◆ EXCERPTED PASSAGE ◆

Avro Shackleton,.. da da…a Shackleton to the rescue.

The Avro Shackleton was a British long-range maritime patrol aircraft used by the Royal Air Force and the South African Air Force.

It served in the South African Air Force from 1957 to 1984. The aircraft is named after the polar explorer Sir Ernest Shackleton.

It was originally used primarily in the anti-submarine warfare and maritime patrol aircraft roles, and was subsequently adapted for airborne early warning, search and rescue.

The aircraft is powered by the slow-revving Rolls-Royce Griffons engines with 13 ft. (4 m)-diameter contra-rotating propellers, which created a distinctive engine noise and added high-tone deafness to the hazards of the pilots. The Griffons were necessary because of the greater weight and drag of the new aircraft they provided great fuel efficiency for the long periods in the denser air at low altitudes that the Shackleton was intended for when hunting submarines – known as "loitering" – possibly several hours at around 500 feet or lower.

◆ PROVIDED MATERIAL ◆
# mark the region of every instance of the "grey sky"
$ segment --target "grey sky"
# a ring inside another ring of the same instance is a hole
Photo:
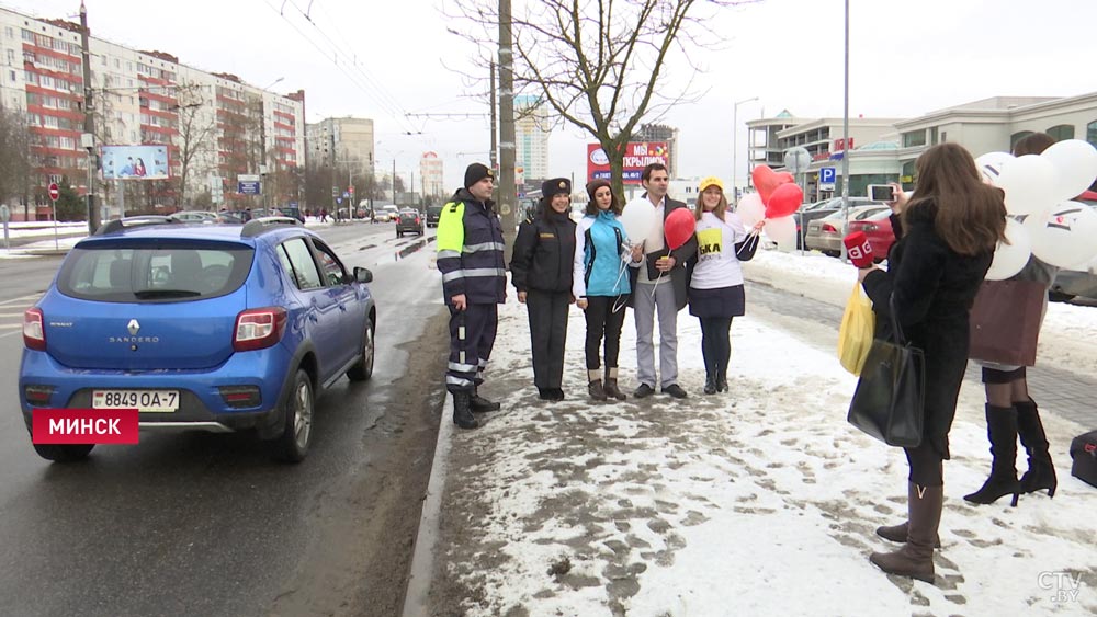
[[[440,0],[87,0],[95,36],[174,54],[183,64],[227,71],[263,87],[306,91],[306,119],[372,117],[378,165],[418,174],[437,150],[446,184],[487,160],[486,118],[408,119],[407,112],[486,113],[470,83],[473,49],[446,33]],[[993,95],[1068,96],[1097,90],[1097,2],[1092,0],[850,0],[850,115],[904,117]],[[0,0],[24,13],[76,20],[79,0]],[[519,10],[522,0],[514,0]],[[299,8],[299,9],[298,9]],[[284,16],[280,14],[283,10]],[[788,108],[798,116],[842,112],[842,0],[766,0],[727,10],[706,25],[725,39],[695,55],[705,72],[695,103],[663,122],[681,129],[683,175],[731,175],[732,104],[739,122]],[[315,24],[315,25],[313,25]],[[332,59],[335,58],[335,59]],[[671,65],[666,88],[685,84]],[[380,85],[381,93],[377,93]],[[1095,118],[1097,119],[1097,118]],[[405,132],[422,135],[404,135]],[[586,172],[576,129],[551,140],[552,173]],[[739,176],[745,169],[740,129]],[[459,153],[461,152],[461,153]],[[387,161],[387,162],[386,162]]]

◆ WHAT TO WORK ON ◆
a: Transcribe the Avro Shackleton passage from "The aircraft is powered" up to and including "feet or lower.".
b: According to the Avro Shackleton passage, which polar explorer is the aircraft named after?
c: Resume the Avro Shackleton passage after its final sentence.

◆ OUTPUTS IN ORDER ◆
a:
The aircraft is powered by the slow-revving Rolls-Royce Griffons engines with 13 ft. (4 m)-diameter contra-rotating propellers, which created a distinctive engine noise and added high-tone deafness to the hazards of the pilots. The Griffons were necessary because of the greater weight and drag of the new aircraft they provided great fuel efficiency for the long periods in the denser air at low altitudes that the Shackleton was intended for when hunting submarines – known as "loitering" – possibly several hours at around 500 feet or lower.

b: Sir Ernest Shackleton.

c:
The is still one airworthy (SAAF 1722 based at AFB Ysterplaat) but not flying due to a lack of qualified crew members.

SAAF missions were mostly patrols of the sea lanes around the Cape of Good Hope, but some occasionally ranged as far as Antarctica. Most flew around 10,000 hours, with the only operational loss being 1718/"K", which crashed in the Wemmershoek mountain range in poor weather on 8 August 1963 with the loss of all 13 crew.

Although the joke has been applied to several aircraft, the Shackleton has been described as "a hundred thousand rivets flying in close formation."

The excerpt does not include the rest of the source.